ACTION ITEM —
For this exercise, print all of the data exactly as given.

------------------------

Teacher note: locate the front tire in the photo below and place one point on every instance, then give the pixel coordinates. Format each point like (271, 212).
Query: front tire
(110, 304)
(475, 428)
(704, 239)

------------------------

OUTPUT OF THE EXERCISE —
Teacher note: locate the front tire in the photo below and place one point on every instance, then give the pixel coordinates. Format each point like (271, 212).
Query: front tire
(110, 304)
(475, 428)
(704, 239)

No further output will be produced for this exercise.